*STATED GOAL*. Pull out every line of the material below that contains the word "apartment", matching case exactly.

*Excerpts of location labeling data*.
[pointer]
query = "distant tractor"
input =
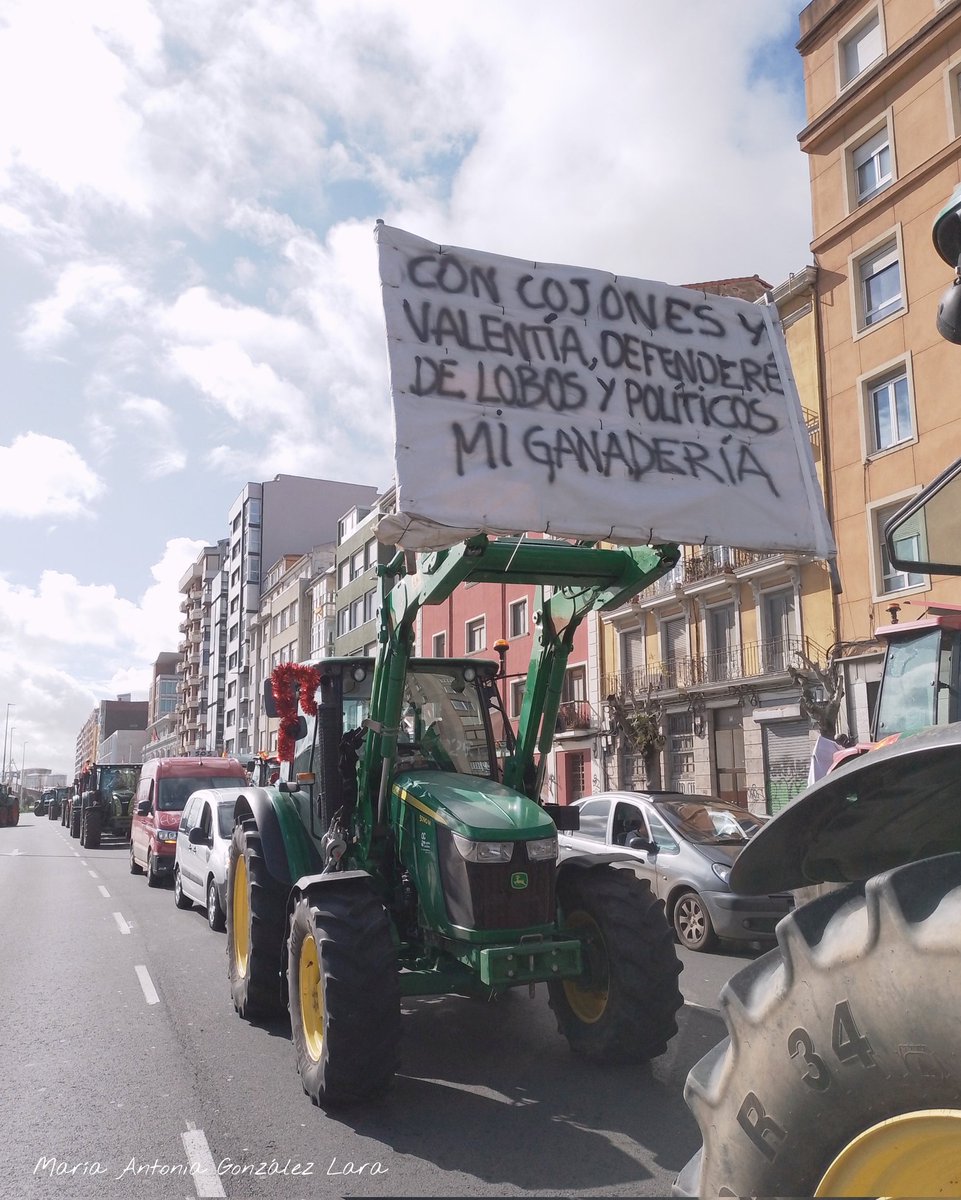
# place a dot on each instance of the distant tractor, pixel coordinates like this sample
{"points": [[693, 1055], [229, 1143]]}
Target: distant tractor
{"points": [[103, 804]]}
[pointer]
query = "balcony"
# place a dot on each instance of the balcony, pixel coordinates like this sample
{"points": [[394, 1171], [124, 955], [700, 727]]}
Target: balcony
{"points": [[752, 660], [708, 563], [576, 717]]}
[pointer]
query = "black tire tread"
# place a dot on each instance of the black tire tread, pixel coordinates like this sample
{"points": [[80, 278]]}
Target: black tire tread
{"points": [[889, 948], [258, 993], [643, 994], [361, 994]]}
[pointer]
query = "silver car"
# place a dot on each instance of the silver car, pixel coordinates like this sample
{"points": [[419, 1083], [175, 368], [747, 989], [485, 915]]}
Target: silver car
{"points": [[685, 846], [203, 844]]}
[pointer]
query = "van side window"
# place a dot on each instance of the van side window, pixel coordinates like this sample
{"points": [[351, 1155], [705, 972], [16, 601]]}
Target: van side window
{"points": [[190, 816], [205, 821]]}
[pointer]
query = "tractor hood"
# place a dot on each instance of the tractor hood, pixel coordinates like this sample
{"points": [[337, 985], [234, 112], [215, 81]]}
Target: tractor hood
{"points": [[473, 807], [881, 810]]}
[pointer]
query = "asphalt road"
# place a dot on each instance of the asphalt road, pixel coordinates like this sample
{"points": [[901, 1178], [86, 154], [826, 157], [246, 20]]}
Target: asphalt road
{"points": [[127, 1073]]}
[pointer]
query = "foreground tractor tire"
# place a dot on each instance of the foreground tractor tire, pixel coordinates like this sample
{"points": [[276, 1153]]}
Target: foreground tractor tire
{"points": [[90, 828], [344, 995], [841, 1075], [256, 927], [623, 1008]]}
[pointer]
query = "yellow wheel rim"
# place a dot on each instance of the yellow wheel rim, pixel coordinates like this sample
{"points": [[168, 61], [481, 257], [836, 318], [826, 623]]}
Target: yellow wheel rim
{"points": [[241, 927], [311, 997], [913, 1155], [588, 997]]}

...

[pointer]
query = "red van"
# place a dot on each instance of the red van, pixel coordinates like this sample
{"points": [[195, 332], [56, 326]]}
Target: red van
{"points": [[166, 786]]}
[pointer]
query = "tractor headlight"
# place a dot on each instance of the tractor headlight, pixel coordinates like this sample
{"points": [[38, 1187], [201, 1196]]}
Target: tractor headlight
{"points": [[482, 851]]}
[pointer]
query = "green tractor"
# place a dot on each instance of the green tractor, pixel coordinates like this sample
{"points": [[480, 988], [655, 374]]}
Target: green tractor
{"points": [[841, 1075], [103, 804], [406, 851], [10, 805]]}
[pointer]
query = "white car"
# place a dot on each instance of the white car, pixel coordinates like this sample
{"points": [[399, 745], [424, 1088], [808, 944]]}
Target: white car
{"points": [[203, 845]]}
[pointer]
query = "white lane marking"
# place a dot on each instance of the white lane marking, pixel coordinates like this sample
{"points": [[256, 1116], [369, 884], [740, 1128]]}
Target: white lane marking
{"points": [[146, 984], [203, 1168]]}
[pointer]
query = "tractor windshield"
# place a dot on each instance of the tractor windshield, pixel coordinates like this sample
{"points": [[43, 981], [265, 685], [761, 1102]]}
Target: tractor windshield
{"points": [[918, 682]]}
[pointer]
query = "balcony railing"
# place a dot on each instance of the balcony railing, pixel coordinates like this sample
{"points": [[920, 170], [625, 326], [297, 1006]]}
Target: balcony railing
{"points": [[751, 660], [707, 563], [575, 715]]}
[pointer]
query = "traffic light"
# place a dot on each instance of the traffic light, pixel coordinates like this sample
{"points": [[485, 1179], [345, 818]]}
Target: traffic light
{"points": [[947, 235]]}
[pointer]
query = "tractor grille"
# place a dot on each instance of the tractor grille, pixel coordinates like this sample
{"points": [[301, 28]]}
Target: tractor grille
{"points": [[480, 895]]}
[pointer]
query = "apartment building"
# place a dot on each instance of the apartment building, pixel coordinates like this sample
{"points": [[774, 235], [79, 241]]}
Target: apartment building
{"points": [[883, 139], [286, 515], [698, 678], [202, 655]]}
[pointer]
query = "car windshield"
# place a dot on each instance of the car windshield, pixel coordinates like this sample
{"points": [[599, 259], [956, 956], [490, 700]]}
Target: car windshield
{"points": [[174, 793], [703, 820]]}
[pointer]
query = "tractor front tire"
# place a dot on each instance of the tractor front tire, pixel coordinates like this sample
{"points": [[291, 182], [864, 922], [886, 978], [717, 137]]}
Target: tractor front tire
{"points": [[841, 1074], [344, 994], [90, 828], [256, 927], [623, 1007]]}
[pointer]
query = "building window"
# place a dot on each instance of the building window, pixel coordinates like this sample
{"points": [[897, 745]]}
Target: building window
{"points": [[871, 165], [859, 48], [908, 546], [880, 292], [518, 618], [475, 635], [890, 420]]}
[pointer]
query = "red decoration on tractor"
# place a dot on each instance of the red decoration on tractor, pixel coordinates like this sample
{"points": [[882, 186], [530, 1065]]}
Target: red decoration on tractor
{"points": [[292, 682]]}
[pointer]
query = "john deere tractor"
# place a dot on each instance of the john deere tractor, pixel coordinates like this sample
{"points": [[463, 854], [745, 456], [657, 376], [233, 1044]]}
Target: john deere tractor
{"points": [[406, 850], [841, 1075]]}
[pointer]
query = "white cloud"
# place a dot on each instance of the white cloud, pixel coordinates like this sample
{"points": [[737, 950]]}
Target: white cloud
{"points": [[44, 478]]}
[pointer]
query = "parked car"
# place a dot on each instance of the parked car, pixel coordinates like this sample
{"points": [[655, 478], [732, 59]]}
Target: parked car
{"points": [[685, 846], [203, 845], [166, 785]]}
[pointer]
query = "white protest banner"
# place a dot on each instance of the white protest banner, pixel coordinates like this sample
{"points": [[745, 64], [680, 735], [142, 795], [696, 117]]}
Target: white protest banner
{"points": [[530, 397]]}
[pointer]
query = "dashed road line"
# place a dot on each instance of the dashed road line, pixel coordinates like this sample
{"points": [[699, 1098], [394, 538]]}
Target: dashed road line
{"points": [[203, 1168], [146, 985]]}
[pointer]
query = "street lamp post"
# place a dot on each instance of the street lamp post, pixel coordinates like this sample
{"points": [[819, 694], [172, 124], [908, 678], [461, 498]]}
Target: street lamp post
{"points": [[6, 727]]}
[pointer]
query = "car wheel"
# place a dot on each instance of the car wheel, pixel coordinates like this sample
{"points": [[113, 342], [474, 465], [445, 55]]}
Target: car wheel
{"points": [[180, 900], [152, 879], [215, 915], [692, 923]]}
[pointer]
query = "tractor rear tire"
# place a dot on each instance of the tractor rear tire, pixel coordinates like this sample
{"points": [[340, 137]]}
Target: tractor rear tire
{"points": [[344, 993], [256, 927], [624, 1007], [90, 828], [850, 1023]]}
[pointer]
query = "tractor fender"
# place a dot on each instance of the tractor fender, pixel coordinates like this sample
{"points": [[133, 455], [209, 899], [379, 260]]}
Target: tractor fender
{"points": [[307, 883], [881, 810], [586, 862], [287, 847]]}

--

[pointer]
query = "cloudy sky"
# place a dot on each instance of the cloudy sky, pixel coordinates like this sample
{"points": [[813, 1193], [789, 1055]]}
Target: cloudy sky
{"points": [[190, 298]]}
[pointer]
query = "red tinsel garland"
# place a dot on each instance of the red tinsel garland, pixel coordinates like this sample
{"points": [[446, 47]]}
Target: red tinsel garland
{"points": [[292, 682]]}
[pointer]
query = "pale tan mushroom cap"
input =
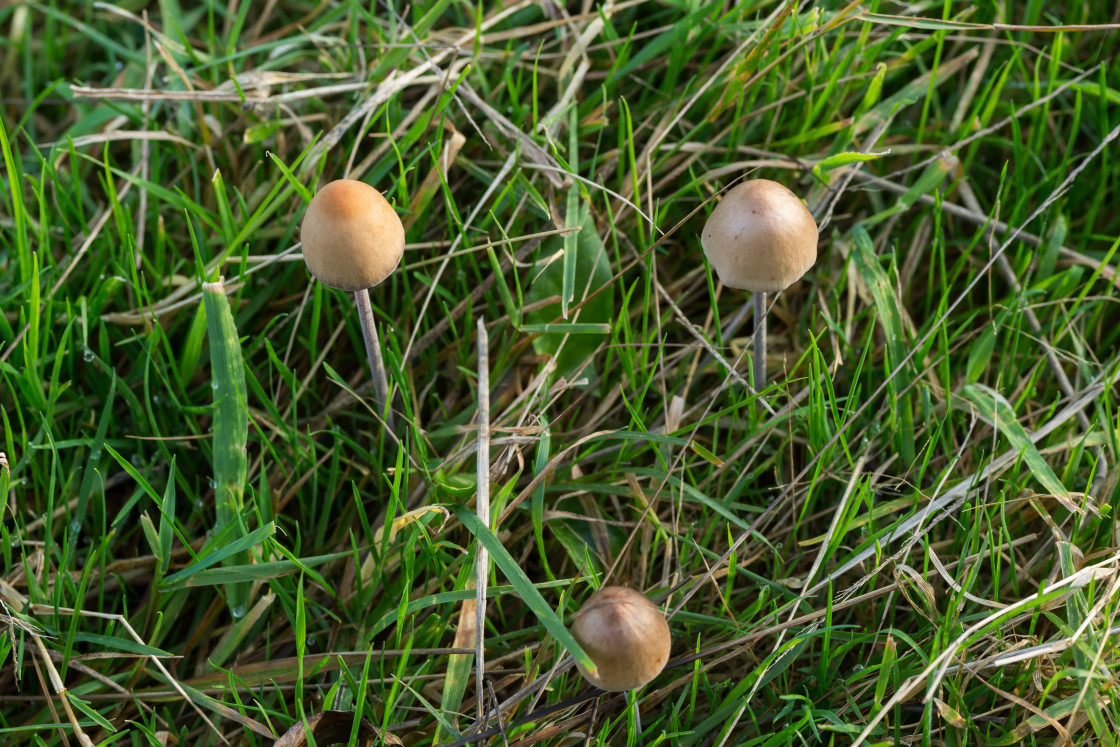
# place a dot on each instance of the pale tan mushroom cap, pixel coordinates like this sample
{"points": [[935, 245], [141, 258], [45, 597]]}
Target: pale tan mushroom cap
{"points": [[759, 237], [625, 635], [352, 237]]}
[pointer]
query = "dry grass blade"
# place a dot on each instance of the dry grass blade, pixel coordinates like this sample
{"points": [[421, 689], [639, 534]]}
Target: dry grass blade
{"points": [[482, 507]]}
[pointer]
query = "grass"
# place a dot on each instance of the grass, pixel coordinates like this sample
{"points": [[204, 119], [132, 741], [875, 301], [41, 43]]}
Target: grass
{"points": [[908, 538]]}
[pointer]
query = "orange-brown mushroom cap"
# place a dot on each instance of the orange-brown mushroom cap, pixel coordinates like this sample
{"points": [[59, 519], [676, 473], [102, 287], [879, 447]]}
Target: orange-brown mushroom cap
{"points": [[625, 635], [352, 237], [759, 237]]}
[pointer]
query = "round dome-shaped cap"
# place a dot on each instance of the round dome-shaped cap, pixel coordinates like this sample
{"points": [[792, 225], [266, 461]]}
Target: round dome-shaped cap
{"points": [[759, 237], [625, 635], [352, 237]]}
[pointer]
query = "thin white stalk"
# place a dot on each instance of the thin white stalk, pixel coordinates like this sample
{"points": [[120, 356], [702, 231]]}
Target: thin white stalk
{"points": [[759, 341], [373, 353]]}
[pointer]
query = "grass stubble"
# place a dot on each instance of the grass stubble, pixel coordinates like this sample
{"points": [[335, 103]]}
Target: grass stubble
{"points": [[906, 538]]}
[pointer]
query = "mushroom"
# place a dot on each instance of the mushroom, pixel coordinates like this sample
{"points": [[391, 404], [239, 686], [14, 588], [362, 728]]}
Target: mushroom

*ANSWER TO THIS EXERCISE*.
query = "apartment building"
# place a dot on each instance of the apartment building, pixel coordinates like this sample
Target: apartment building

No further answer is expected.